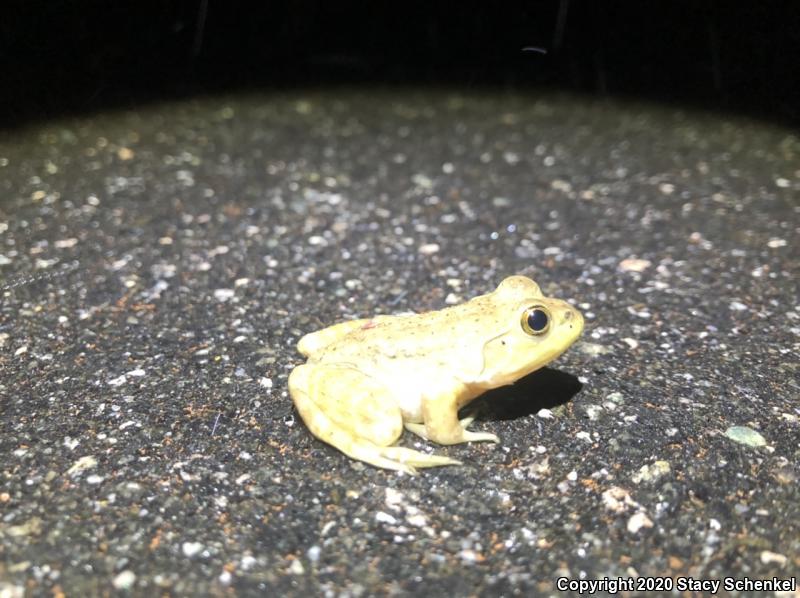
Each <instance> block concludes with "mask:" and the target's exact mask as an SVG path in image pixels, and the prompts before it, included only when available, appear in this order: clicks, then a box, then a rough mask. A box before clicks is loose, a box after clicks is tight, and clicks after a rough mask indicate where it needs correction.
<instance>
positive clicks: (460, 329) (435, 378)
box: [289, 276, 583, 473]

══════════════════════════════

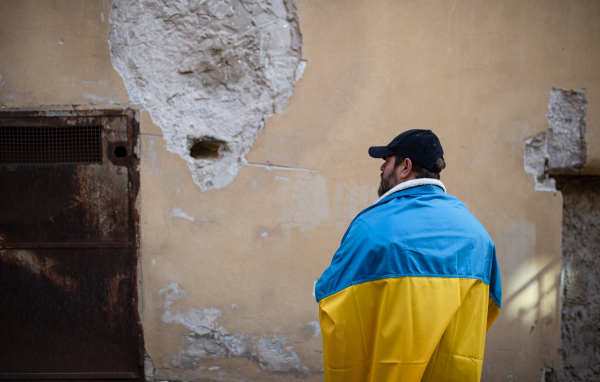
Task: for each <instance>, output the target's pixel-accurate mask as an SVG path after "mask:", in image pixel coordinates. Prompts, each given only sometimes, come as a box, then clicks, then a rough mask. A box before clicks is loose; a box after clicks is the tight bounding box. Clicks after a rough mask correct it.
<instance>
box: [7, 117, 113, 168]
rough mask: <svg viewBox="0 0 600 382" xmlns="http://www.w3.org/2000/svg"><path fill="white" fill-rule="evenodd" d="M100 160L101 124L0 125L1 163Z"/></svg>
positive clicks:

══════════════════════════════

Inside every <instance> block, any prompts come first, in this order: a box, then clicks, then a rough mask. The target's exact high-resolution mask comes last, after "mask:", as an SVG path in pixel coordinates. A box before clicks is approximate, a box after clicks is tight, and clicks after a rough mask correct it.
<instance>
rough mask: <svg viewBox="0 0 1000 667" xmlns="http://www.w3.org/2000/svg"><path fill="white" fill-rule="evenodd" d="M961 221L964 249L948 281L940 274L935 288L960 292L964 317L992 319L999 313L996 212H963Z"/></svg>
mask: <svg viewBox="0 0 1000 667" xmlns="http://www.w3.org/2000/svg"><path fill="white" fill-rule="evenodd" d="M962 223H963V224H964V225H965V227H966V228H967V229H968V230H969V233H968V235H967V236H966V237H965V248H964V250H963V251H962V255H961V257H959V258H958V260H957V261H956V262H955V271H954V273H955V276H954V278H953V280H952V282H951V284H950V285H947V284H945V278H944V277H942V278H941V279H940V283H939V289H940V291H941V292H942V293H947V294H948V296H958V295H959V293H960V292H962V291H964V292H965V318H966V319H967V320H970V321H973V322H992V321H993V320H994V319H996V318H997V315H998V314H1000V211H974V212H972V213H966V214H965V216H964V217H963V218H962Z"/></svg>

══════════════════════════════

■ What to produce
Transcribe the items above verbatim, starting with the line that contains "Each <instance> block" and continuing through the line that contains "box: [289, 276, 583, 473]", both included, and give only those lines.

■ Written response
Each <instance> block concludes with "mask:" and the target's exact mask as an SVG path in image pixels, and the prompts before it, included only when available, appear in this order: clicks, then a box, then a rough mask. A box before clicks is loose, a box after clicks is tight, and clicks after a rough mask indicate where it needs correction.
<instance>
positive clicks: (460, 329) (435, 378)
box: [289, 276, 583, 473]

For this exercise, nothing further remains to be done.